What you should do: Tally the lines in the rows below that contain the string "mark" and reply with only that number. Case counts.
======== Input records ========
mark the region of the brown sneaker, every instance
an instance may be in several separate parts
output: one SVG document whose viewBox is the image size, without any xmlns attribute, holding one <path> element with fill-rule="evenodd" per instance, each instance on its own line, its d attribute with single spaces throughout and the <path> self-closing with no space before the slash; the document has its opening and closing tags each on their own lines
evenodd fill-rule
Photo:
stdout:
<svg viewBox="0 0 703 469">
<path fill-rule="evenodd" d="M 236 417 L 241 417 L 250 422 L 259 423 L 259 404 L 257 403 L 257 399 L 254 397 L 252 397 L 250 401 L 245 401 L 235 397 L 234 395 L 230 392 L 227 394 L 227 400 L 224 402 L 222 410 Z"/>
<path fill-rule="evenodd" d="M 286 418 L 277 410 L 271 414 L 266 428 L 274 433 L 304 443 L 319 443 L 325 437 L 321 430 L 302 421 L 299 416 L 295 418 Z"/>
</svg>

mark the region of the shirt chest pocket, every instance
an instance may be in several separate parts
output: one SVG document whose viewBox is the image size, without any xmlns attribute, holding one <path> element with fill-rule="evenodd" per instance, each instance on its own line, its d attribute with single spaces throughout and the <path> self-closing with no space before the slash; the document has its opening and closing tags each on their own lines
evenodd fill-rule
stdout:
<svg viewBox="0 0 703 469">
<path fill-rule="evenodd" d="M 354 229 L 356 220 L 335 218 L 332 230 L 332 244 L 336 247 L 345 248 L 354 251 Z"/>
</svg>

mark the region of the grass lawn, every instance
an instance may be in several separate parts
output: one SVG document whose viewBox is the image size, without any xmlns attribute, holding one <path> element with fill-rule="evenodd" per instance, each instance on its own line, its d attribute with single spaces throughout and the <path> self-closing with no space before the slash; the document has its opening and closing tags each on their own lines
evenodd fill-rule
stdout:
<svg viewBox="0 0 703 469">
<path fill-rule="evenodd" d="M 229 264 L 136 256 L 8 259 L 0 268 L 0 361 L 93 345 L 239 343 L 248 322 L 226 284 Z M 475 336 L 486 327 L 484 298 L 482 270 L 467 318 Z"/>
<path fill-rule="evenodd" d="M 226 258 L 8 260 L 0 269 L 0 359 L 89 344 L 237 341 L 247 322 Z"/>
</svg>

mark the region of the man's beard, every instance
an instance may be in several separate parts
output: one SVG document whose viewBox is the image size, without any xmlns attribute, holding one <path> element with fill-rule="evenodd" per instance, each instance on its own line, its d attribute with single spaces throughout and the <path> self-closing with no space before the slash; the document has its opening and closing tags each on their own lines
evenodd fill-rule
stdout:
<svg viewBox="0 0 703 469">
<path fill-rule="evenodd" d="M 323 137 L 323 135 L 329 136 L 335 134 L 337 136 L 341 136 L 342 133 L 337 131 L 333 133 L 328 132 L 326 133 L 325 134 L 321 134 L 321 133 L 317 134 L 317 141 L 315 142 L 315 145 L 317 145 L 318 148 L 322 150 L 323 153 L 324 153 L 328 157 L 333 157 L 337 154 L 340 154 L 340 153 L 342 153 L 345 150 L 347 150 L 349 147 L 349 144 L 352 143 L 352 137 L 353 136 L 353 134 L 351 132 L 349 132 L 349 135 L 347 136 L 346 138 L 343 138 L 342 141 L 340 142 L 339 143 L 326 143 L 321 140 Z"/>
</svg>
========
Written reply: 4